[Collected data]
-*-
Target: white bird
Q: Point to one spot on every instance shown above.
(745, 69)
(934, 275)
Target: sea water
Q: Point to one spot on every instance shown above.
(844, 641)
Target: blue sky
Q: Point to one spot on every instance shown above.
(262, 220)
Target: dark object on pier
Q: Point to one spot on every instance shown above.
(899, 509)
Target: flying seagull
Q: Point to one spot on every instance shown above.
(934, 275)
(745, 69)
-*-
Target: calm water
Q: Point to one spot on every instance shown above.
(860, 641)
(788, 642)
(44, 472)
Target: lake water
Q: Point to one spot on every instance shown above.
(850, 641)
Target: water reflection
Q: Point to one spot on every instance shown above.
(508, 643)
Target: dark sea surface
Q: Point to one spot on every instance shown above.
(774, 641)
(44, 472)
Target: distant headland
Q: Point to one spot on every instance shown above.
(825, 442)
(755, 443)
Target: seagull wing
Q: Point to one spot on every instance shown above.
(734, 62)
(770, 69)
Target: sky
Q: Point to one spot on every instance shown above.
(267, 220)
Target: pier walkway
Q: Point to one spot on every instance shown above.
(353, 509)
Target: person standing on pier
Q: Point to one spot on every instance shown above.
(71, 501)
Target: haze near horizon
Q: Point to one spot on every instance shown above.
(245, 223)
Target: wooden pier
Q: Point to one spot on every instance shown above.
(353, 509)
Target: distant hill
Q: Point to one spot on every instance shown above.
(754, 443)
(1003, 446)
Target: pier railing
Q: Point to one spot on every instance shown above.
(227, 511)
-*-
◆ What you need to do
Gather each line in the listing above that contains the word "distant".

◆ Result below
Target: distant headland
Target: distant hill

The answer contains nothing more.